#### 할 일
아래 항목을 모두 한 글자도 바꾸지 말고 그대로 다시 적어 주세요.

┌─ 입력 자료

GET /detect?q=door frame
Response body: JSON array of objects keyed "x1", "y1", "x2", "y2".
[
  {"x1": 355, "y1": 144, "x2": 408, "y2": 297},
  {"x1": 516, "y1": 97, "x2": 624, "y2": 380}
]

└─

#### 작성한 답
GET /detect?q=door frame
Response body: JSON array of objects keyed "x1", "y1", "x2", "y2".
[
  {"x1": 355, "y1": 144, "x2": 408, "y2": 297},
  {"x1": 516, "y1": 97, "x2": 624, "y2": 380}
]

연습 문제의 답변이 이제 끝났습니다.